▸ The request
Format the rows from the start through the line that contains "x=460, y=381", inclusive, as a JSON list of strings with one string per line and no blank lines. Omit the picture from the output.

▸ Raw data
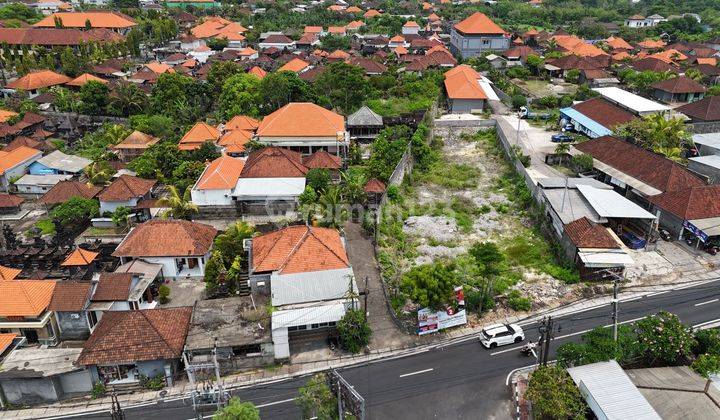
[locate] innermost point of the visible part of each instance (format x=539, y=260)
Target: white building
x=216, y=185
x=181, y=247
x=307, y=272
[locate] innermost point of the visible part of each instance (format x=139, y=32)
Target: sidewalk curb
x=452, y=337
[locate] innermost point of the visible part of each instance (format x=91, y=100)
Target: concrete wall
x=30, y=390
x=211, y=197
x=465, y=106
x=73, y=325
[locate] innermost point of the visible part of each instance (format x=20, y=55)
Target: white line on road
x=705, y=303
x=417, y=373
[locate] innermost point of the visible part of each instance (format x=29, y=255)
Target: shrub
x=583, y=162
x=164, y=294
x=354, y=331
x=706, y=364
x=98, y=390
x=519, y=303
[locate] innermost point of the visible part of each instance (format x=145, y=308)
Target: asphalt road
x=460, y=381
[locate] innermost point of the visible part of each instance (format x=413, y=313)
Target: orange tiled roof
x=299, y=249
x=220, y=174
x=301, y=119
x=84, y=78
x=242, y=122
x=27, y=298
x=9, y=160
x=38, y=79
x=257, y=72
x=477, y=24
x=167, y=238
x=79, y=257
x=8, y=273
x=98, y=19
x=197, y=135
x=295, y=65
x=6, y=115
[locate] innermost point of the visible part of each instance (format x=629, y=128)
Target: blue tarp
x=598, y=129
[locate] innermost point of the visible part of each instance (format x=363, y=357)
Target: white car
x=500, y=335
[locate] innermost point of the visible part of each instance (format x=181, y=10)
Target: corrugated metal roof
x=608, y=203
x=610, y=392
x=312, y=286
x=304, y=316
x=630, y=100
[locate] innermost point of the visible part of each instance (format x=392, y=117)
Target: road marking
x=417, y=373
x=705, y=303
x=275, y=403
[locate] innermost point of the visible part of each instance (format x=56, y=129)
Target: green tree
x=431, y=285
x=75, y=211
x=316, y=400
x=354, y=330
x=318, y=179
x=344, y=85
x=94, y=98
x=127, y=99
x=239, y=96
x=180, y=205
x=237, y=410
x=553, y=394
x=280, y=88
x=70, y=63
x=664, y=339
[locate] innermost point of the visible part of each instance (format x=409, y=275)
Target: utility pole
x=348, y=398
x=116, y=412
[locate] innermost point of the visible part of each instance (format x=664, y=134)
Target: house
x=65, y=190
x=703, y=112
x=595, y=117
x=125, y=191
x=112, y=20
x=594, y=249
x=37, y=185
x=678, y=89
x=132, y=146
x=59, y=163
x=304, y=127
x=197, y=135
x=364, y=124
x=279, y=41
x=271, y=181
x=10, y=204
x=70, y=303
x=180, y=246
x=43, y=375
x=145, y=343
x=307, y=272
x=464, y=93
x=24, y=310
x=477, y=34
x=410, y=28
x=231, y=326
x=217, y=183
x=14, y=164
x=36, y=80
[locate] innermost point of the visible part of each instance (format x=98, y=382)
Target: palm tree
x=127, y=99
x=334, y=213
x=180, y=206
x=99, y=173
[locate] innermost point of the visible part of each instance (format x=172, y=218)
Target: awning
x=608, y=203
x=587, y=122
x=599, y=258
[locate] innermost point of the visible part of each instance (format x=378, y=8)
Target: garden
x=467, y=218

▸ Completed exercise
[
  "[locate] innermost point of the visible part of each instance (format x=539, y=260)",
  "Target: white building",
  "x=216, y=185",
  "x=181, y=247",
  "x=307, y=272",
  "[locate] innermost point of the visible part of each instance (format x=139, y=32)",
  "Target: sidewalk curb",
  "x=452, y=337",
  "[locate] innermost point of the visible part of each instance (format x=91, y=100)",
  "Target: concrete wall",
  "x=30, y=390",
  "x=211, y=197",
  "x=465, y=106",
  "x=73, y=325",
  "[locate] innermost point of the visible part of each instance (format x=20, y=55)",
  "Target: white line on road",
  "x=705, y=303",
  "x=417, y=373",
  "[locate] innermost point of the visible part of each instance (format x=29, y=255)",
  "Target: shrub",
  "x=583, y=162",
  "x=164, y=294",
  "x=354, y=331",
  "x=706, y=364",
  "x=98, y=390",
  "x=519, y=303",
  "[locate] innermost point of the visible part of each instance (format x=145, y=308)",
  "Target: asphalt road",
  "x=460, y=381"
]